**Extracted material**
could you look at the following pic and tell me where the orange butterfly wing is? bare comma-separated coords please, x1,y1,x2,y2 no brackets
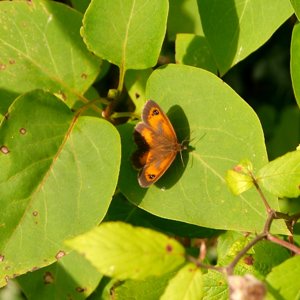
132,100,181,188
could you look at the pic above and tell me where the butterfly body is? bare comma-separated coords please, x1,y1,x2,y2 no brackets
132,100,186,188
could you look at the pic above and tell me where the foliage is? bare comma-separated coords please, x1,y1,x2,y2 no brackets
0,0,299,299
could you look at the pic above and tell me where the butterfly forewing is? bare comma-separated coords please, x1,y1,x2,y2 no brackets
142,100,178,143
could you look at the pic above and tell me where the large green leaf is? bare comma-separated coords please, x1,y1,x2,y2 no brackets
105,194,221,239
113,271,177,300
17,251,101,300
82,0,168,70
197,0,293,75
265,106,300,160
66,222,185,280
175,34,217,74
125,69,153,117
291,0,300,20
167,0,203,41
119,64,286,233
257,150,300,198
266,255,300,299
0,90,120,286
291,23,300,108
0,0,100,107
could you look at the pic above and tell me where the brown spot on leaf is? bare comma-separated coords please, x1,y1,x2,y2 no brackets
19,128,27,135
4,266,10,270
4,113,9,120
31,266,38,272
81,73,87,79
0,255,4,262
5,275,9,283
0,64,6,70
9,59,15,65
166,244,173,253
0,146,9,154
32,211,38,217
55,250,66,260
233,165,242,172
43,271,54,284
76,287,86,293
243,255,254,265
135,92,140,99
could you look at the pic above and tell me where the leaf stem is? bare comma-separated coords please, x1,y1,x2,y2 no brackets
118,65,126,95
74,98,103,117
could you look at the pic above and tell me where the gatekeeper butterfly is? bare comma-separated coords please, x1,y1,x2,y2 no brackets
132,100,187,188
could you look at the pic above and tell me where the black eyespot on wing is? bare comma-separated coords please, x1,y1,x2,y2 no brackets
152,108,159,116
148,174,156,180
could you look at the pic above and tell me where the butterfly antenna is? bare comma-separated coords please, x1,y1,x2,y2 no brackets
179,149,185,168
193,132,207,146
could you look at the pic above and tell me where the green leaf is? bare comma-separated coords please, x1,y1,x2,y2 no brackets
167,0,203,41
161,263,203,300
217,232,258,277
226,160,254,195
257,150,300,198
17,251,101,299
105,193,221,239
202,270,228,300
0,90,120,286
253,241,290,277
82,0,168,70
197,0,293,75
291,23,300,108
119,64,286,233
113,271,177,300
125,69,153,117
71,0,91,14
0,1,100,106
266,255,300,300
217,231,251,264
291,0,300,20
264,106,300,160
66,222,185,280
175,34,217,74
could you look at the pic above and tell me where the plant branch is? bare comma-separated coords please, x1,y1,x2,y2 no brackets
267,234,300,254
194,171,300,277
226,232,267,276
250,172,272,213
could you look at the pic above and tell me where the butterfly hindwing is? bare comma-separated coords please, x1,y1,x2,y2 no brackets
138,148,177,187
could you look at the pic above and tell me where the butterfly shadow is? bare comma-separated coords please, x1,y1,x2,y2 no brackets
154,104,192,190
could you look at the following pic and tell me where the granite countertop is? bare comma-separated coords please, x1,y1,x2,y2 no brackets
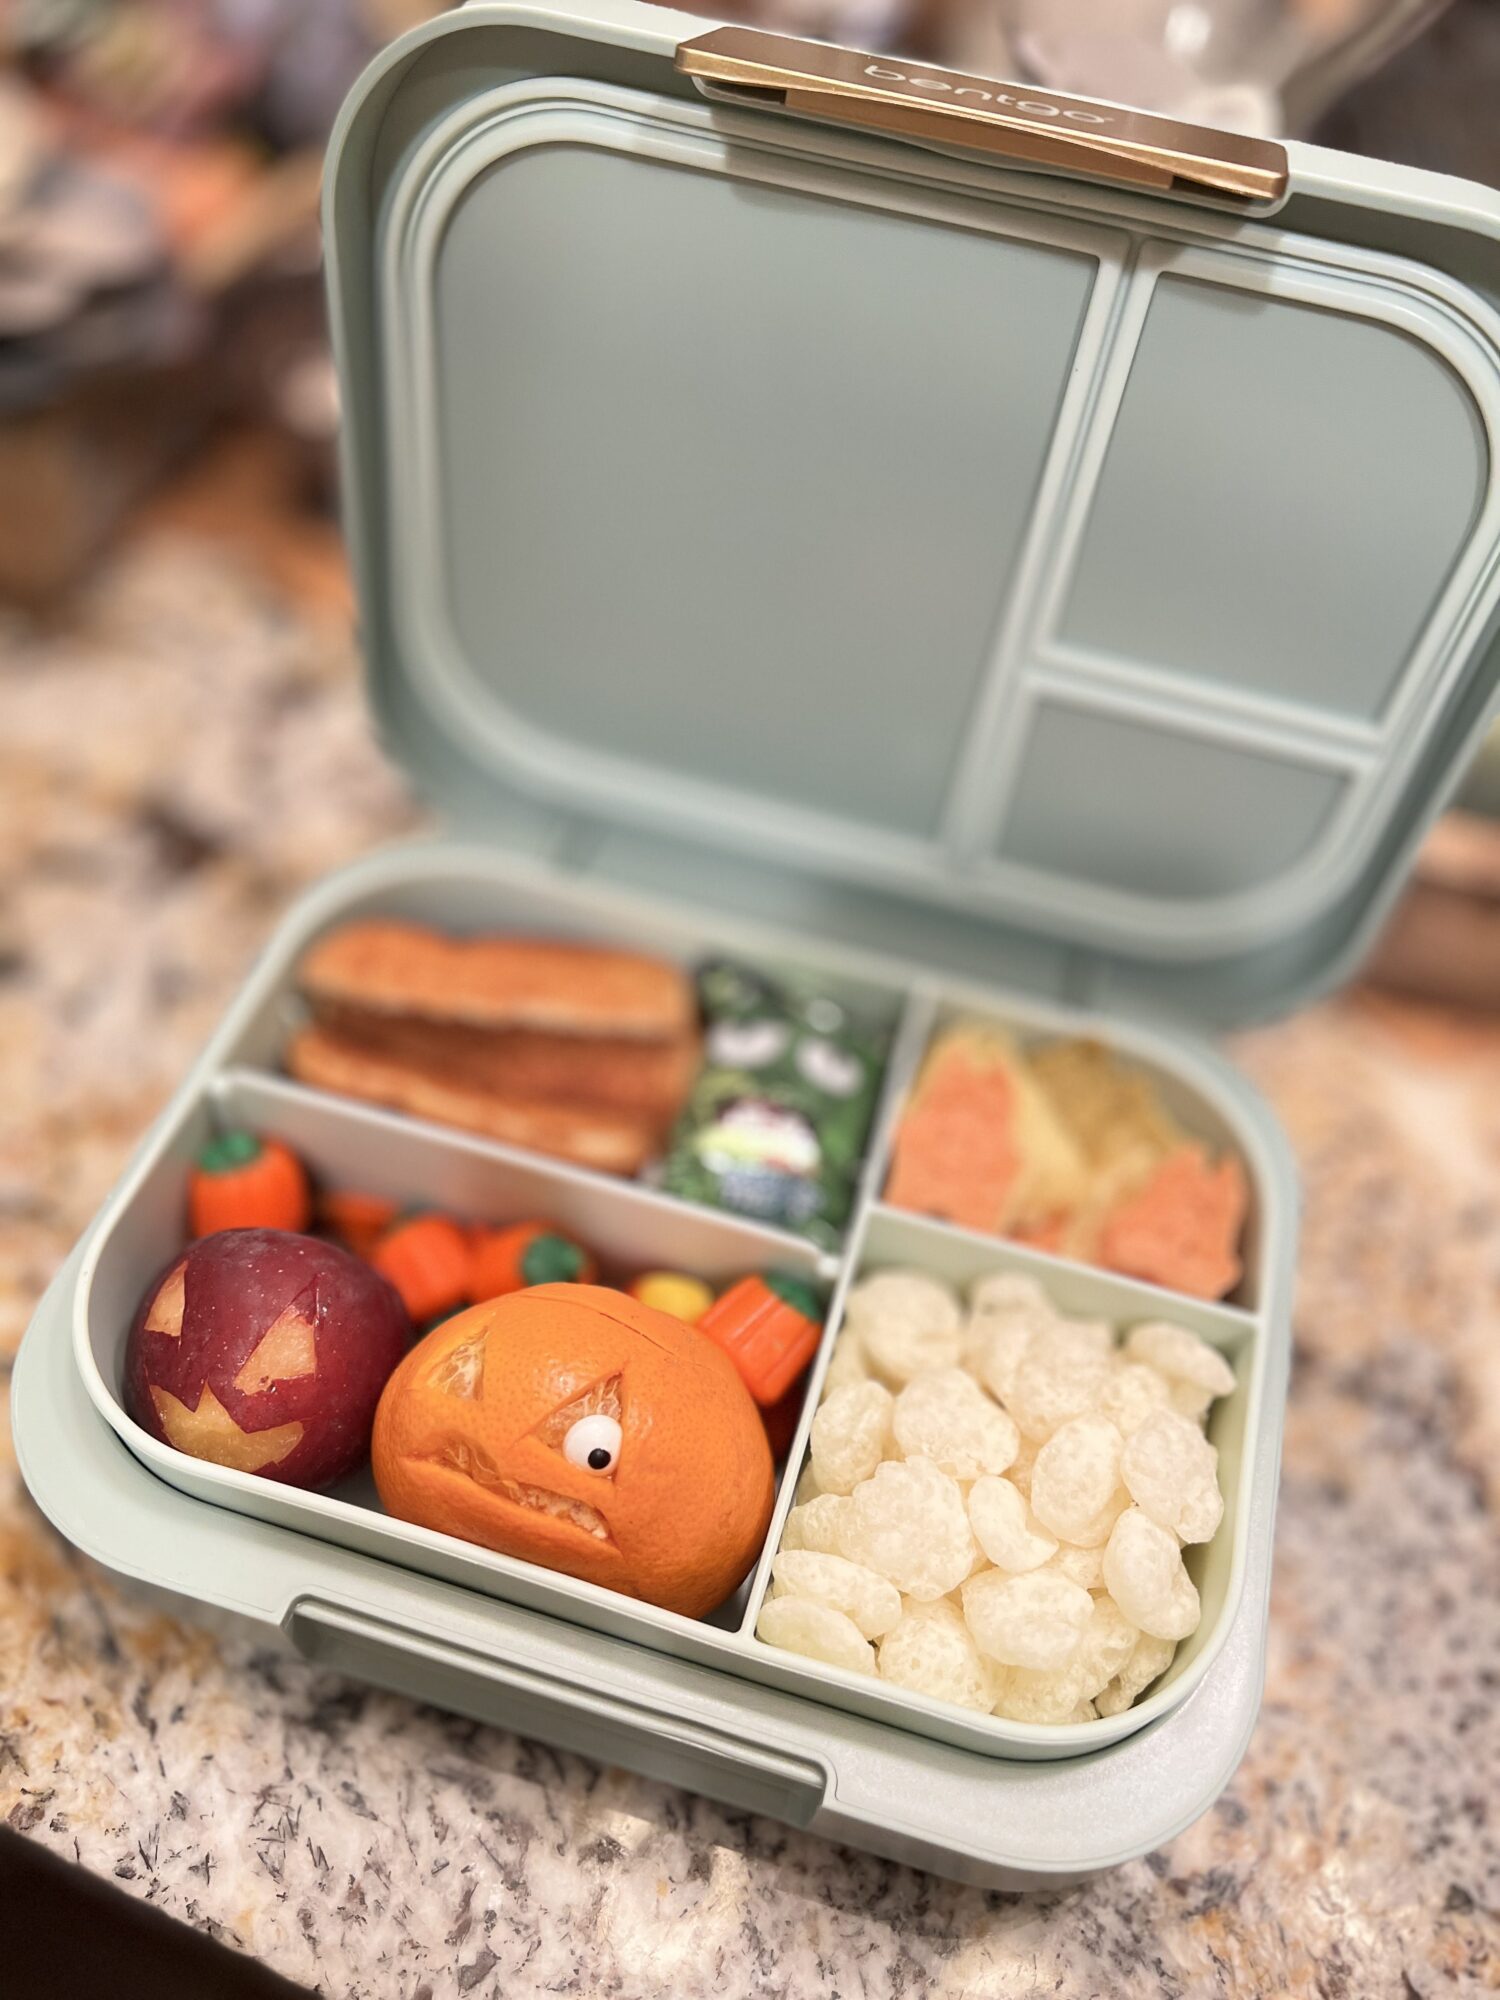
1,531,1498,1999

**What the exercise asks**
No pictures should appear in the copy. Print exactly the lines above from the line containing "the butterfly shadow" through the last line of the data.

**Answer to the exercise**
could you look at the pic above and tell me where the butterfly shadow is? bare comma-separated coords please, x1,y1,x2,y2 no brackets
154,104,192,190
could you look at the following pic and tell me where the granite countertop is? bare comma-separated coords please, x1,y1,x2,y2 no brackets
1,531,1498,1999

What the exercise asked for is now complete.